Re-exploration Early after Cardiac Surgery in Adults: The Importance of Bleeding-Related Complications
Background: Re-explorations soon after cardiac surgery are mostly related to bleeding or unclear hemodynamic situations possibly related to heart compression resulting from pericardial hematoma. This condition has a significant impact on mortality, morbidity, and costs. The aim of this study was to analyze indications and outcomes of re-exploration for bleeding or pericardial tamponade early after cardiac surgery in adults.
Methods: The clinical data of 4790 consecutive adult patients who underwent cardiac surgery in our institution from January 2011 to May 2016 were retrospectively analyzed.
Results: We identified 331 re-explorations performed in 231 patients. Sixty-seven of these patients had >1 re-
exploration. In most cases (88%), repeat sternotomy was performed. Most procedures (57%) were performed within the first 48 hours. In two-thirds of re-explorations, active bleeding or pericardial hematoma was verified. In the remaining cases, neither bleeding nor significant pericardial hematoma leading to tamponade was found. Among the cases with active bleeding causes, the most bleeding sites were found to be at the coronary anastomosis and the epicardial exposure harvesting site, as well as from the side branches of bypass grafts and intercostal arteries.
Conclusions: The incidence of re-exploration after cardiac surgery in adults was low (4.8%). In about two-thirds of the cases, active bleeding or significant pericardial hematoma was found. The most common bleeding causes were the easiest to treat.

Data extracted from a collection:

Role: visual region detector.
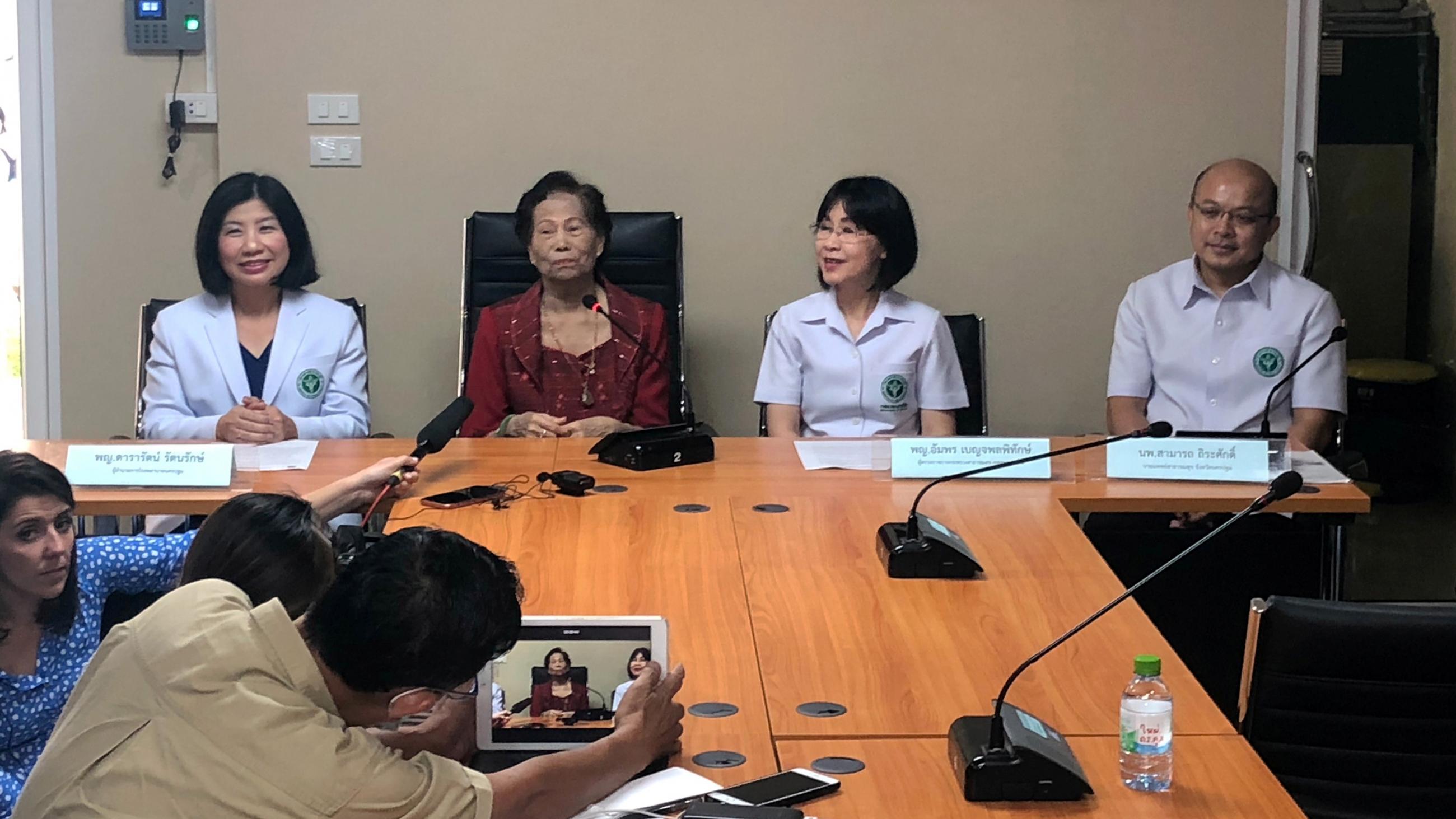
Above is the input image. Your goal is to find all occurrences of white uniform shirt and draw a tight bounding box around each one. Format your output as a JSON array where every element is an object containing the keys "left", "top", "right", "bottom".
[
  {"left": 1107, "top": 259, "right": 1345, "bottom": 432},
  {"left": 753, "top": 289, "right": 970, "bottom": 438}
]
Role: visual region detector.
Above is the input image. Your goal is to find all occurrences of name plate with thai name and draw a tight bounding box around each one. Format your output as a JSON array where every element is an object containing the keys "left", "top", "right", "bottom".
[
  {"left": 1107, "top": 438, "right": 1286, "bottom": 483},
  {"left": 66, "top": 444, "right": 233, "bottom": 488},
  {"left": 890, "top": 438, "right": 1051, "bottom": 480}
]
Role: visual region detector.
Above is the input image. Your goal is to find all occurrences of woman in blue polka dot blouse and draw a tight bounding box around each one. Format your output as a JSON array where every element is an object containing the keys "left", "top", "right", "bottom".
[{"left": 0, "top": 451, "right": 418, "bottom": 819}]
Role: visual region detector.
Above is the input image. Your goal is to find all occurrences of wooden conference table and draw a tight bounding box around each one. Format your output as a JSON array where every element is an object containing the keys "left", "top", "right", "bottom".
[{"left": 27, "top": 438, "right": 1370, "bottom": 819}]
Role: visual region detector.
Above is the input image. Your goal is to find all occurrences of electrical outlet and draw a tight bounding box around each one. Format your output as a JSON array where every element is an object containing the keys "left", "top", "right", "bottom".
[
  {"left": 309, "top": 137, "right": 364, "bottom": 167},
  {"left": 162, "top": 93, "right": 217, "bottom": 125}
]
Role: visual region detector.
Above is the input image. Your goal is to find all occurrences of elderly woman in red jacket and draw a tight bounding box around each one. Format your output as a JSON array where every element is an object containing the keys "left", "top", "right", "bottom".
[{"left": 460, "top": 170, "right": 668, "bottom": 438}]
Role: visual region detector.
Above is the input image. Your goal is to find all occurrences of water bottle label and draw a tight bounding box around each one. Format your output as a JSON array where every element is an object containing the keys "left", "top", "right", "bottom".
[{"left": 1121, "top": 701, "right": 1174, "bottom": 754}]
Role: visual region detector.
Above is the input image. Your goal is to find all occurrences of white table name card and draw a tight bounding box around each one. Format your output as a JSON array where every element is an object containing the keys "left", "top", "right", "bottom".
[
  {"left": 66, "top": 444, "right": 233, "bottom": 488},
  {"left": 890, "top": 438, "right": 1051, "bottom": 480},
  {"left": 1107, "top": 438, "right": 1289, "bottom": 483}
]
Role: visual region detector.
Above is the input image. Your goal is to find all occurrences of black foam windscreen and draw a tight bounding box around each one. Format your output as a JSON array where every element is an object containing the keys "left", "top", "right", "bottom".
[{"left": 415, "top": 396, "right": 475, "bottom": 458}]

## Work task
From the abstract on re-exploration after cardiac surgery, list every site it names as a location where bleeding was most often found in the cases with active bleeding.

## Result for this task
- The coronary anastomosis
- The epicardial exposure harvesting site
- The side branches of bypass grafts
- The intercostal arteries